THE PROBLEM:
Recreate the listing that follows line for line, without pictures.

SOURCE MATERIAL:
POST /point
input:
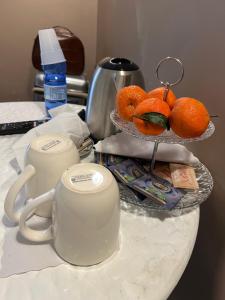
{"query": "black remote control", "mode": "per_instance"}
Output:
(19, 127)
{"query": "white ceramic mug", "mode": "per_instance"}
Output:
(85, 217)
(46, 159)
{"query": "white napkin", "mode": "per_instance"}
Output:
(127, 145)
(65, 121)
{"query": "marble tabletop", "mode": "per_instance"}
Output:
(154, 249)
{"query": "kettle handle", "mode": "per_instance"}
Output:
(121, 80)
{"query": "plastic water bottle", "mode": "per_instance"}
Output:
(54, 67)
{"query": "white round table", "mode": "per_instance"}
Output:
(153, 254)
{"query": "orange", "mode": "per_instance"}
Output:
(189, 118)
(127, 100)
(159, 93)
(153, 105)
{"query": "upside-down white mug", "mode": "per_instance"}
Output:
(85, 215)
(46, 159)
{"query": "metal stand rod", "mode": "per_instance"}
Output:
(153, 156)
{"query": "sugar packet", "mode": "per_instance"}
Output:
(183, 176)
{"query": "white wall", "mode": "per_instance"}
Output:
(21, 19)
(147, 31)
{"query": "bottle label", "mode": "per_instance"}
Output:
(55, 93)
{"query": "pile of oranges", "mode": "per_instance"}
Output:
(152, 114)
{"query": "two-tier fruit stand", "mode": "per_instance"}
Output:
(191, 198)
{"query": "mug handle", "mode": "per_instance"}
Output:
(32, 234)
(13, 192)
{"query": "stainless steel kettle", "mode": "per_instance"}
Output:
(110, 75)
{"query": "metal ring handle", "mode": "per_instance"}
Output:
(164, 60)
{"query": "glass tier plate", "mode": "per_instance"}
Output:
(190, 200)
(168, 136)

TASK ANSWER:
POST /point
input:
{"query": "black remote control", "mode": "per_instance"}
Output:
(19, 127)
{"query": "white ceramic mug", "mode": "per_instance"}
Output:
(85, 217)
(46, 159)
{"query": "white napkin", "mode": "per_instance"}
Output:
(127, 145)
(65, 121)
{"query": "marble tabletop", "mode": "per_instance"}
Output:
(154, 249)
{"query": "kettle handle", "mode": "per_instance"}
Output:
(121, 80)
{"query": "plastic water bottle", "mode": "per_instance"}
Output:
(54, 67)
{"query": "white round table", "mode": "per_instance"}
Output:
(153, 254)
{"query": "orange", "mode": "per_instance"}
Output:
(189, 118)
(127, 100)
(159, 93)
(153, 105)
{"query": "upside-down white mug", "mode": "per_instance"}
Output:
(85, 215)
(46, 159)
{"query": "metal stand rod", "mode": "per_instance"}
Output:
(153, 156)
{"query": "sugar packet", "mode": "per_instance"}
Output:
(183, 176)
{"query": "white wall", "mode": "per_instance"}
Output:
(21, 19)
(147, 31)
{"query": "bottle label", "mode": "per_instance"}
Output:
(55, 93)
{"query": "pile of oranges", "mode": "per_instance"}
Output:
(152, 114)
{"query": "two-tier fruit stand", "mode": "per_instance"}
Output:
(191, 198)
{"query": "mug handle", "mode": "per_instance"}
Output:
(32, 234)
(13, 192)
{"query": "stainless steel kettle", "mode": "per_instance"}
Output:
(110, 75)
{"query": "metal ring handle", "mode": "per_instance"}
Output:
(164, 60)
{"query": "glass tier plate", "mode": "per_instance"}
Output:
(190, 200)
(168, 136)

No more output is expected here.